## RECORDS SHOWN
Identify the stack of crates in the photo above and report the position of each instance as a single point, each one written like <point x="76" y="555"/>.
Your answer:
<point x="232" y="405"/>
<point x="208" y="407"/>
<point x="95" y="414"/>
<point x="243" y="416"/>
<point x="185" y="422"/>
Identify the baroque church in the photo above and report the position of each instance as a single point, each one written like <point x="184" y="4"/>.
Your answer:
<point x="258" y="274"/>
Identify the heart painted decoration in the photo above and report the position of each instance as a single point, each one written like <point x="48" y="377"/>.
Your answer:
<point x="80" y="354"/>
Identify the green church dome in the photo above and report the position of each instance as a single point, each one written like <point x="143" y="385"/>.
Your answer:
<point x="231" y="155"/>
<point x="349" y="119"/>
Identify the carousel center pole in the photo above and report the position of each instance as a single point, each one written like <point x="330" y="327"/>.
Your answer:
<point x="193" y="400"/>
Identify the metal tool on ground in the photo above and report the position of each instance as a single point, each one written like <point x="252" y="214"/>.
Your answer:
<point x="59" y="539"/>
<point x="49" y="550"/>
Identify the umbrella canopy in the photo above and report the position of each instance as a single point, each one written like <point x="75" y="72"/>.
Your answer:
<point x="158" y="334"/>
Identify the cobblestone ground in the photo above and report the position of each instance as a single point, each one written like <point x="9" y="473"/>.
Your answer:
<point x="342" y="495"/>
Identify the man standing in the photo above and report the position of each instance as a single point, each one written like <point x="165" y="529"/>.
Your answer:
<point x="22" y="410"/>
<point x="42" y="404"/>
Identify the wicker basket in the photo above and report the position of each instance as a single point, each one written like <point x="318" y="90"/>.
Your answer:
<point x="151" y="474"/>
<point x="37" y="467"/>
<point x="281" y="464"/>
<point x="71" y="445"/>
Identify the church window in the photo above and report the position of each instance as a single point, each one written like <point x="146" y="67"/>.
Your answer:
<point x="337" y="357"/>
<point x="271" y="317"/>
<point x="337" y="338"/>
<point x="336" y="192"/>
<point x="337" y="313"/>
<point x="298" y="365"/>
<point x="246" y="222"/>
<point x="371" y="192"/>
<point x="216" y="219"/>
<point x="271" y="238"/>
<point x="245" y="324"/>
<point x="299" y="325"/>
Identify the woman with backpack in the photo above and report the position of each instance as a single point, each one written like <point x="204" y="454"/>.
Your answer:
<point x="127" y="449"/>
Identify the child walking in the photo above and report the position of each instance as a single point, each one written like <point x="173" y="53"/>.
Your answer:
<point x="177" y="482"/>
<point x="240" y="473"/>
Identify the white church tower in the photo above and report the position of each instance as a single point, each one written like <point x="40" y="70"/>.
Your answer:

## TASK REQUIREMENTS
Can you quote all of the lines above word for word, leaving out nothing and changing nothing?

## EXERCISE SOLUTION
Identify the stack of crates in the photo above and report the position of each instance as a single point, each one written like <point x="76" y="555"/>.
Your answer:
<point x="232" y="405"/>
<point x="208" y="407"/>
<point x="95" y="414"/>
<point x="243" y="416"/>
<point x="185" y="422"/>
Identify the baroque church in the photo above and report the position of each instance as a single point, each one written like <point x="184" y="4"/>.
Your answer:
<point x="258" y="274"/>
Identify the heart painted decoration in the photo above and report the position of each instance as a single point, each one written like <point x="48" y="377"/>.
Your answer:
<point x="80" y="354"/>
Identify the green church dome in the photo above and report the position of each instance as a single point, each one written like <point x="143" y="385"/>.
Your answer:
<point x="231" y="155"/>
<point x="349" y="119"/>
Identify the carousel center pole in the photo above and report the position of each instance as a single point, each one written like <point x="330" y="327"/>.
Your answer:
<point x="193" y="400"/>
Identify the metal tool on ground in the photo above and report the position of each instance as a single point, each one written like <point x="252" y="214"/>.
Your answer:
<point x="59" y="539"/>
<point x="49" y="550"/>
Identify the umbrella canopy in the photo above and report the position of each instance as a single point, each one written like <point x="75" y="72"/>.
Your answer:
<point x="158" y="334"/>
Identify the cobblestone ground in the photo above and report the position of each instance as a single point, each one written like <point x="9" y="473"/>.
Your answer:
<point x="342" y="495"/>
Identify the man standing in the photo above and report the position of each instance as a single point, each one written like <point x="165" y="529"/>.
Your answer:
<point x="22" y="410"/>
<point x="42" y="404"/>
Identify the wicker basket in the photo above and report the position of each instance as a single point, each one written like <point x="318" y="90"/>.
Your answer:
<point x="151" y="474"/>
<point x="37" y="467"/>
<point x="281" y="464"/>
<point x="71" y="445"/>
Identify the church window in the photo above and report the position of each instance as a single point, each one written like <point x="146" y="67"/>.
Your answer:
<point x="337" y="357"/>
<point x="271" y="317"/>
<point x="337" y="338"/>
<point x="336" y="192"/>
<point x="337" y="313"/>
<point x="298" y="365"/>
<point x="246" y="222"/>
<point x="371" y="192"/>
<point x="216" y="219"/>
<point x="271" y="238"/>
<point x="245" y="324"/>
<point x="299" y="325"/>
Identify the woman with backpack in the photo above and report the position of each instance as a single point, each one written like <point x="204" y="454"/>.
Your answer:
<point x="127" y="449"/>
Identify the child walking in the photo above and report the position of each instance as a single point, each one written like <point x="173" y="53"/>.
Your answer:
<point x="177" y="482"/>
<point x="240" y="473"/>
Identify the white church tower in the photo above and report the position of each instance as a single point, each one written like <point x="40" y="70"/>.
Your answer:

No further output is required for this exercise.